Set down, unchanged, the lines of the data below that begin with the line containing "Where can you spot the dry" and continue through the line containing "column 530, row 554", both included.

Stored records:
— BEGIN —
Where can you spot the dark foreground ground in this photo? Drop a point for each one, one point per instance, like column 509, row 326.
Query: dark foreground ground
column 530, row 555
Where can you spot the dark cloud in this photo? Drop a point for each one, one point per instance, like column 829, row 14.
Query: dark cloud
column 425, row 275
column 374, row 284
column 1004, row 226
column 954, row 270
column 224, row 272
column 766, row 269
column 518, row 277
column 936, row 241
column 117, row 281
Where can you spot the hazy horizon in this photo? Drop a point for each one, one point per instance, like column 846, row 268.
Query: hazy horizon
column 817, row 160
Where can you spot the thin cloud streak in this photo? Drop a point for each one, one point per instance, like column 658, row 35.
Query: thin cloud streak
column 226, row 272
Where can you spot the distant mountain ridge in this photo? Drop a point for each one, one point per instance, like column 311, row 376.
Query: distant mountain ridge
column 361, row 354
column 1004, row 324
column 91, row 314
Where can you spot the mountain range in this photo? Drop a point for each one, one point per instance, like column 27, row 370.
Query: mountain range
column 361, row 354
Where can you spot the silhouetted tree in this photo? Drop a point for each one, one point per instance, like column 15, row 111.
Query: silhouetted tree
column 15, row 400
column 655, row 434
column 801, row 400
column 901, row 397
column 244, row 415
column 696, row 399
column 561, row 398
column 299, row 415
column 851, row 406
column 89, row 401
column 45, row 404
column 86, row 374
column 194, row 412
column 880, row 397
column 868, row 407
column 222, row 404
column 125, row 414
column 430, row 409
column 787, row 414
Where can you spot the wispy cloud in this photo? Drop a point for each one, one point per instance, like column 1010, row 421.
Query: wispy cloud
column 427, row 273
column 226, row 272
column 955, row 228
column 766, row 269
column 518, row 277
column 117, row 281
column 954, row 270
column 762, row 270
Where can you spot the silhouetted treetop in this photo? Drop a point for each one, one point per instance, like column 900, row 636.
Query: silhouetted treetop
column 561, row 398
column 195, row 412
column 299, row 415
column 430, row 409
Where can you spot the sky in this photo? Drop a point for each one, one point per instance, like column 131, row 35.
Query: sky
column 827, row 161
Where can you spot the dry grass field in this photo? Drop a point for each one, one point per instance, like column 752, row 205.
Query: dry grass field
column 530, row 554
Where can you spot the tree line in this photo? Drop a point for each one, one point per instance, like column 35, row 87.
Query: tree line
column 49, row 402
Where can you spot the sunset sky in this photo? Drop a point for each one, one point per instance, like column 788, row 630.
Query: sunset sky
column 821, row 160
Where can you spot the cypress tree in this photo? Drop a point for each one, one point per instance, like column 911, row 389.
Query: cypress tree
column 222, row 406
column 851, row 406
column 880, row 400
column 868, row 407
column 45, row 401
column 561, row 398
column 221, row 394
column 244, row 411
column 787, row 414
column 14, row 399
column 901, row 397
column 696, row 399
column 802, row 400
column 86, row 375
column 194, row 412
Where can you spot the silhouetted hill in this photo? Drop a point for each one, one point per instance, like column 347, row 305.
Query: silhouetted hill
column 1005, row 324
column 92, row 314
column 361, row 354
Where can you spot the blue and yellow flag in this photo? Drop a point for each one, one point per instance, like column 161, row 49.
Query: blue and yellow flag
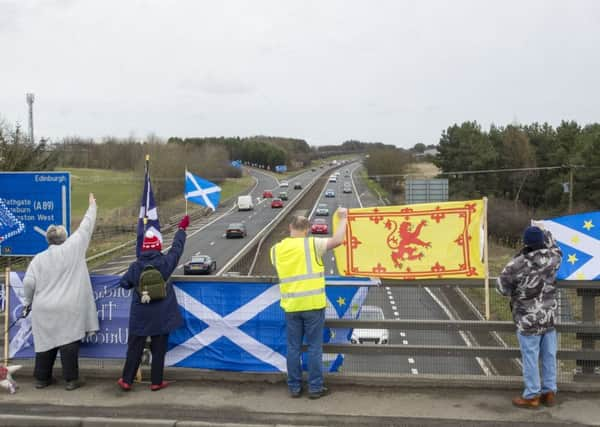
— END —
**Response for this exercise**
Where can you spot the dry grass field in this photo? Drop a point for each one, one point per instance, like column 752, row 205.
Query: dry grass field
column 530, row 554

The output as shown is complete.